## [Exercise directions]
Lines from the one containing "The component shall return one point per instance of the brass" through the last line of the material below: print these exactly, and only these.
*** Begin section ***
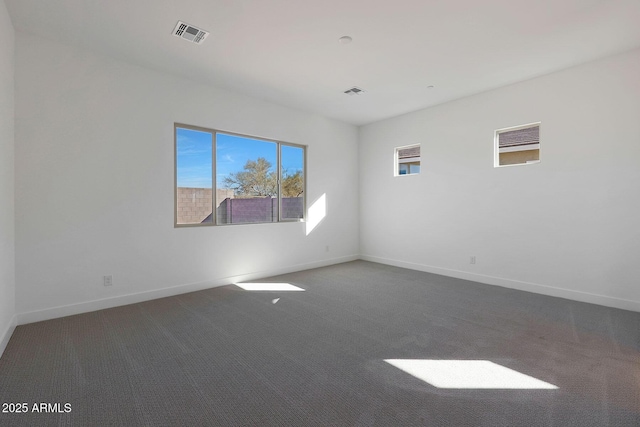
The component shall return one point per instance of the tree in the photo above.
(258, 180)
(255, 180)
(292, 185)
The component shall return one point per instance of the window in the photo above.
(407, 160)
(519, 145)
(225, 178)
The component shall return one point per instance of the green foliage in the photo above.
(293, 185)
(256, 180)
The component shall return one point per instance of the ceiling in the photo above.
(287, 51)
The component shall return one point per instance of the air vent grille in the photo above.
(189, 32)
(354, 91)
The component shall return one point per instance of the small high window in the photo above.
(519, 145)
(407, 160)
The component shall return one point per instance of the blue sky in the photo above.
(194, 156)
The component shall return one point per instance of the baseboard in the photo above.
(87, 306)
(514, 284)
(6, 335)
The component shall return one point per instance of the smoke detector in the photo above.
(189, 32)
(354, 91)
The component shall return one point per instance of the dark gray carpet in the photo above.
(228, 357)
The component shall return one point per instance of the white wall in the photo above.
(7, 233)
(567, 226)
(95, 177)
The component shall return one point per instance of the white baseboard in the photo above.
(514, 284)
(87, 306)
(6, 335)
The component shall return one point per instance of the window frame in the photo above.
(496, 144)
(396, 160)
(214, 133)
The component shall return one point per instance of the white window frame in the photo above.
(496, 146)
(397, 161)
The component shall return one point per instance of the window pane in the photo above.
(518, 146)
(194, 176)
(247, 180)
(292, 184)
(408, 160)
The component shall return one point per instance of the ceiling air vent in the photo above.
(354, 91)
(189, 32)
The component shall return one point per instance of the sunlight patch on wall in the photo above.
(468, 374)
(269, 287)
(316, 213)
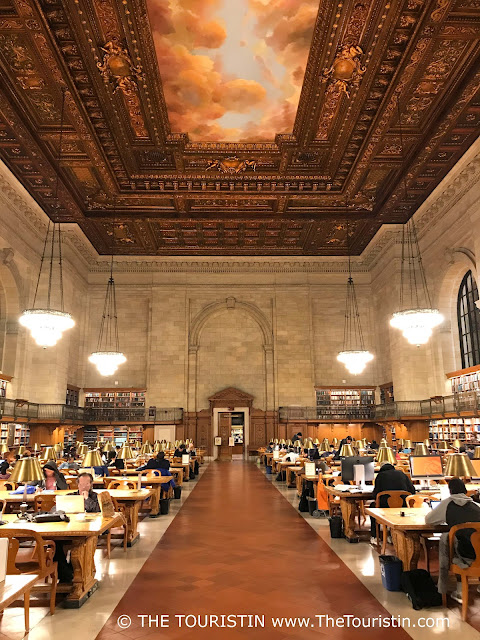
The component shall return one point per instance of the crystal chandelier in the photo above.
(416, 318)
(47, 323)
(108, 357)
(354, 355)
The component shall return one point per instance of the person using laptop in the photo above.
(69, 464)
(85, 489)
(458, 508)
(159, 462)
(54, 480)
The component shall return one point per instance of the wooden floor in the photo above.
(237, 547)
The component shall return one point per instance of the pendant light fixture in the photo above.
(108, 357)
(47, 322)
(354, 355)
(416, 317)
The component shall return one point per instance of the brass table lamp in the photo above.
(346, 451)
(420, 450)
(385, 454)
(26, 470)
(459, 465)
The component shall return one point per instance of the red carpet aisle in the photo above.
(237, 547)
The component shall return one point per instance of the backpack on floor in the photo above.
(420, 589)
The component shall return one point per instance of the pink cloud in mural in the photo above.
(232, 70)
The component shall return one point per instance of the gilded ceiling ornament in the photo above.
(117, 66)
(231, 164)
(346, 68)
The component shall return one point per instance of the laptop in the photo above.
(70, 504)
*** End section ***
## [Exercise result]
The component shall return one point per instance of the brass table lamp in the photo above.
(346, 451)
(420, 450)
(385, 454)
(26, 470)
(459, 465)
The component shall return one point per instance of the red carpet aisle in the photo above.
(237, 547)
The component shall return one point per instance of the backpack on floor in the photo above.
(420, 589)
The component shall return one point per instance of the pink cloud in mural in the photo above.
(232, 70)
The component shall return one point per instance of the gilded ceiling ornament in the photo above.
(117, 66)
(231, 164)
(346, 68)
The component shall return one point per instance of the laptop in the photo above.
(70, 504)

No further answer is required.